Give back exactly the stretch of data below from the line holding "Mark one point on every instance of the wooden stake" through the line holding "Mark one point on every instance of the wooden fence", both ends included, and leave the remaining lines out.

-- THE DATA follows --

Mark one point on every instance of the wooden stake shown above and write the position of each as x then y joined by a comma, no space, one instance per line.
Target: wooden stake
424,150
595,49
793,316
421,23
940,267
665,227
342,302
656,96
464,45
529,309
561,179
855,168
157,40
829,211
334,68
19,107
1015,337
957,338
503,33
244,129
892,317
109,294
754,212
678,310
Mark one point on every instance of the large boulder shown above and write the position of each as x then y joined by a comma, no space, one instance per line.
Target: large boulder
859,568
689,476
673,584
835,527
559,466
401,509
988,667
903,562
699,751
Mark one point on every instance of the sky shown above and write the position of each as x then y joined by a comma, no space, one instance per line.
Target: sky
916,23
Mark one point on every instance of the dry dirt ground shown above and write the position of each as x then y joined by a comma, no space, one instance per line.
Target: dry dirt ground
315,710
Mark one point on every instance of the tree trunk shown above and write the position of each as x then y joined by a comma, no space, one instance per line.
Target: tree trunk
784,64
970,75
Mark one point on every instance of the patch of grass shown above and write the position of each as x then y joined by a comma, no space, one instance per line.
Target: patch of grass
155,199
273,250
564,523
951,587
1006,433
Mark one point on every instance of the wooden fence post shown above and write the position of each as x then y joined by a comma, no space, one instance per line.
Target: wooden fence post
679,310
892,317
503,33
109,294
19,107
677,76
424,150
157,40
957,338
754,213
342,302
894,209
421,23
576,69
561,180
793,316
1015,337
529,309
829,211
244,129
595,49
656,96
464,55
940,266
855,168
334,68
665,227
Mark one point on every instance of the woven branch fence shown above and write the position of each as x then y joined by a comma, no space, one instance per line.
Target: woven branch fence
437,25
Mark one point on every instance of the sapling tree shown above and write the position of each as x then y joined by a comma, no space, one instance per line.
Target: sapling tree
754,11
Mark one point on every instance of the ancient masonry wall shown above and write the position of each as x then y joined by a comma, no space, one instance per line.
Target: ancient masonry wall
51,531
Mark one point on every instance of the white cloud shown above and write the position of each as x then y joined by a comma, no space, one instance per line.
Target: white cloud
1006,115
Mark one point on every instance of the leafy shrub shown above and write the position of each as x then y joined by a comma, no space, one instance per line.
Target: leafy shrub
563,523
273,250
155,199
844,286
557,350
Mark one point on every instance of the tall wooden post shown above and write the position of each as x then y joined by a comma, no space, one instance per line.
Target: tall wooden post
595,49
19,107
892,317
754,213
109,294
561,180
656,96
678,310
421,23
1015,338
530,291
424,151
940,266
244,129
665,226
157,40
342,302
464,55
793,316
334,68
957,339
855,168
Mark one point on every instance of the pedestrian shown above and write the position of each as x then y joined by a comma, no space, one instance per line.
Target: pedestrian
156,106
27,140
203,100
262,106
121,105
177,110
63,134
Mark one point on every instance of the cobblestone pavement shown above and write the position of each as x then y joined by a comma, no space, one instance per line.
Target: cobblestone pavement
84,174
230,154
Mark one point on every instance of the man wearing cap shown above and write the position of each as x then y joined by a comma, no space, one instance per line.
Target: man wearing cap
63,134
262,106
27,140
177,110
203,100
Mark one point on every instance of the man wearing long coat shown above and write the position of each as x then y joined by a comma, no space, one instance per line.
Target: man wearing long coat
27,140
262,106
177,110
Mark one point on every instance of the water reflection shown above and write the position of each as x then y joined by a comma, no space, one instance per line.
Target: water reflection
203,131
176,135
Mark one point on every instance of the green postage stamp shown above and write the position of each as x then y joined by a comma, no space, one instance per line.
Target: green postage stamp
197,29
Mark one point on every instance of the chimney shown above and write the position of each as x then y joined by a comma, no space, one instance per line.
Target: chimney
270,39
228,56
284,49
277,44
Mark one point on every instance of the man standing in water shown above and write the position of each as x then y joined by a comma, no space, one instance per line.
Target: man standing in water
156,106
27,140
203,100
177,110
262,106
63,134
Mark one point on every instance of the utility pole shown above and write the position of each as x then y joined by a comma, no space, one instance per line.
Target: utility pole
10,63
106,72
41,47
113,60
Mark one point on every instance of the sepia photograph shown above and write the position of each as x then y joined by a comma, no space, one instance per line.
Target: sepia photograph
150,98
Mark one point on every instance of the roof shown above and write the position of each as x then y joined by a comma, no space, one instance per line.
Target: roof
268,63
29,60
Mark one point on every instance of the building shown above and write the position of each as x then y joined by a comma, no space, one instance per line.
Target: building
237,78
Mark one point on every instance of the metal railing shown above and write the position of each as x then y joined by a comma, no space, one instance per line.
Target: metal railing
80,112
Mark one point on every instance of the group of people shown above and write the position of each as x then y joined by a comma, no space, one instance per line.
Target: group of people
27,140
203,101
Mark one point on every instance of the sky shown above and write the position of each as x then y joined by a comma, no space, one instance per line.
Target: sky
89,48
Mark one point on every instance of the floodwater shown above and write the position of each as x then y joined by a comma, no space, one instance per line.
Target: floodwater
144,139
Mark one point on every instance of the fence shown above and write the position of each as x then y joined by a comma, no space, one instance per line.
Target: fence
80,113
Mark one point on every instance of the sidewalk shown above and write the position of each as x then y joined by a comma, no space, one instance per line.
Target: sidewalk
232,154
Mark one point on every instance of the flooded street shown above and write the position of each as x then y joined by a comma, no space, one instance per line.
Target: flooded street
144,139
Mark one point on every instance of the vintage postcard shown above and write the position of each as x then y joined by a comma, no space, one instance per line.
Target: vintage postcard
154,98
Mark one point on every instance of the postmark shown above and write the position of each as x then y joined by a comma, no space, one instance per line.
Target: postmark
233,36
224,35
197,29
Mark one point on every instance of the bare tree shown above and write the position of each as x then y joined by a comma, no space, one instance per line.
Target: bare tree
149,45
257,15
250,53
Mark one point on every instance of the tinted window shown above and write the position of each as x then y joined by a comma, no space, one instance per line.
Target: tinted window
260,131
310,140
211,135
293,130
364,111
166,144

-- THE DATA concluded --
-- THE DATA follows --

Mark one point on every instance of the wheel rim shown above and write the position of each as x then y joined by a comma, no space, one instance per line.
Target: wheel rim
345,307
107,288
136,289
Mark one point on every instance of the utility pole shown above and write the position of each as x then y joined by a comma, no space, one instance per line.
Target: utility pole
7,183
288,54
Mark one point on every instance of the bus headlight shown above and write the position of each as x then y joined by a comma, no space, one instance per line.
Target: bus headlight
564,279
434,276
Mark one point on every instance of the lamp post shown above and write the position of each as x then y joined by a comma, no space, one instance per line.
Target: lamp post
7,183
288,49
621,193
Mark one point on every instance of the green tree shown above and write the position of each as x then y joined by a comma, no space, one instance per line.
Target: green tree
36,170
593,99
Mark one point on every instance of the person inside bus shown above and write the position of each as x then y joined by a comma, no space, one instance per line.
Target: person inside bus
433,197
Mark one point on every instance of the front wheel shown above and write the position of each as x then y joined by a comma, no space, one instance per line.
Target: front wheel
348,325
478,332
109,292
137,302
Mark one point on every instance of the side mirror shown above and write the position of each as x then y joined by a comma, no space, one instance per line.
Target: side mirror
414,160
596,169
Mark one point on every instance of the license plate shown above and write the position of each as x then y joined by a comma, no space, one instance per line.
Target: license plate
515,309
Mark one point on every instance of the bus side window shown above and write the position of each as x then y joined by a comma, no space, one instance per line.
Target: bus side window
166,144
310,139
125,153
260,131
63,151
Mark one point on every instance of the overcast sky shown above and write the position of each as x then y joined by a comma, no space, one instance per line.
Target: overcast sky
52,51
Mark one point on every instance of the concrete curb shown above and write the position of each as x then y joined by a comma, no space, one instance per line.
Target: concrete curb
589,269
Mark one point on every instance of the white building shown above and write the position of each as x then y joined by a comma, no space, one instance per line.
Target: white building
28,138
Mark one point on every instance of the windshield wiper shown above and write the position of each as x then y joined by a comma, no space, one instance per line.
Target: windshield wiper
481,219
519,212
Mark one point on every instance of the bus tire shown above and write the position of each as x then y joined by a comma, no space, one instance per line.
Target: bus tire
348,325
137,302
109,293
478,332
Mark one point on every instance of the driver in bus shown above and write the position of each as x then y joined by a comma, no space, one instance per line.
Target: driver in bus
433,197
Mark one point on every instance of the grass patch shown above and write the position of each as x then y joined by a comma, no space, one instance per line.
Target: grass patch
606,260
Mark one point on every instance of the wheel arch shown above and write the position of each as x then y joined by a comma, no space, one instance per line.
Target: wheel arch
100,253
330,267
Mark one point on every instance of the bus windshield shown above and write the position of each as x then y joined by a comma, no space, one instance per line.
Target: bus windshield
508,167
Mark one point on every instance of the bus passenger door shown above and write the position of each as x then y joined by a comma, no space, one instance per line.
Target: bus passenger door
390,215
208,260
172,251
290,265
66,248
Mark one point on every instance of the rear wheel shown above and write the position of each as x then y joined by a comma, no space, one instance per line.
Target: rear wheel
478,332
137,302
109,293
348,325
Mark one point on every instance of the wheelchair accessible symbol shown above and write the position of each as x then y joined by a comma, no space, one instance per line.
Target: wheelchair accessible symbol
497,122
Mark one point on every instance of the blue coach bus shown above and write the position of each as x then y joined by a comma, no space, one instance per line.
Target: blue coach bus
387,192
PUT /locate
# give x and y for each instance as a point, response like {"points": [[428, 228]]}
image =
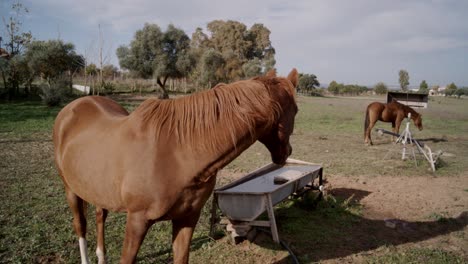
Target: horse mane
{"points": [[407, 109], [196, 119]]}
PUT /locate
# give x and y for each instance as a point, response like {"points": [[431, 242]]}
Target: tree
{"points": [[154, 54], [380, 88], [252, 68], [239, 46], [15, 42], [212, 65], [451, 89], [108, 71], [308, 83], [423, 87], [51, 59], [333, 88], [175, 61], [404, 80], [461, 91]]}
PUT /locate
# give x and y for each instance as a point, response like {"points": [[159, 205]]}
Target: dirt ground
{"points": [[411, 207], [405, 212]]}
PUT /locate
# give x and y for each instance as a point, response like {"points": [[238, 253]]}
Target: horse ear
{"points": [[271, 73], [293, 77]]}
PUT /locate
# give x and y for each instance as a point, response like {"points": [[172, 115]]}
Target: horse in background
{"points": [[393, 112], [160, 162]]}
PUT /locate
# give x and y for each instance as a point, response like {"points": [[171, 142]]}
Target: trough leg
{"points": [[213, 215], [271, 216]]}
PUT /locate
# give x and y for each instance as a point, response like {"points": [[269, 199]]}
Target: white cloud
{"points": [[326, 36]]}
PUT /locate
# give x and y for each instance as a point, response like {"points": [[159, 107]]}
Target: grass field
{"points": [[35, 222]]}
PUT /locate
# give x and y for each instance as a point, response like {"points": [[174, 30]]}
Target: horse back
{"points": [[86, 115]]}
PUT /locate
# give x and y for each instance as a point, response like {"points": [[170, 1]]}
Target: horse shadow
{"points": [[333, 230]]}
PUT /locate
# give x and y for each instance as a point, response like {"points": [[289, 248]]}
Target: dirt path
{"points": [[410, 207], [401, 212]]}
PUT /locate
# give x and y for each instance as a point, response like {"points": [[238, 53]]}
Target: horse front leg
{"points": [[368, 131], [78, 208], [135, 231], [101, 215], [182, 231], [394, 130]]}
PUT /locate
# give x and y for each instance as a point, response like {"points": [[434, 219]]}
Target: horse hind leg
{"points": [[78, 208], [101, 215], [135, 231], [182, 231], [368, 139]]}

-- THE DATA concluded --

## EXERCISE OUTPUT
Mark one point on every instance of the wooden stake shown above and write the position of each as x then y joined by a comma, no space, one instance per line.
Target: wooden stake
424,150
595,49
793,316
421,23
940,267
665,227
342,302
656,96
464,45
529,309
561,179
855,168
157,40
829,211
334,68
19,107
1015,337
957,338
503,33
244,129
892,317
109,294
754,212
678,310
Mark one point on every instance of the large boulder shown above and write the position of each as x then y joined by a comma, no space, one instance per line.
Target: large boulder
859,568
689,476
673,584
835,527
559,466
401,509
988,667
903,562
699,751
Mark one point on every instance of the sky shown above and write the position of each as x then y joined by a comma, no space, one instance per line.
Target: sky
916,23
Mark one point on every instance of the dry dirt ground shown above and write the position of each as x then y joined by a comma, no space, one instance per line.
Target: dry dirt ground
315,710
Mark one point on every instance of the tree trunk shown above and write the position of each as x then y joined by a comma, no space, one instance per line.
Target: tree trunk
784,64
970,75
Mark one point on every instance of the patch of grass shown above and write the position of each as x then y joined by a comma, no space, one instance per line.
Target: patch of grass
155,199
273,250
564,523
951,587
1006,433
Mark one point on every instance of the wooden fence post shown above and write the position of each as x then y joined by a comma, no space, one instance per line.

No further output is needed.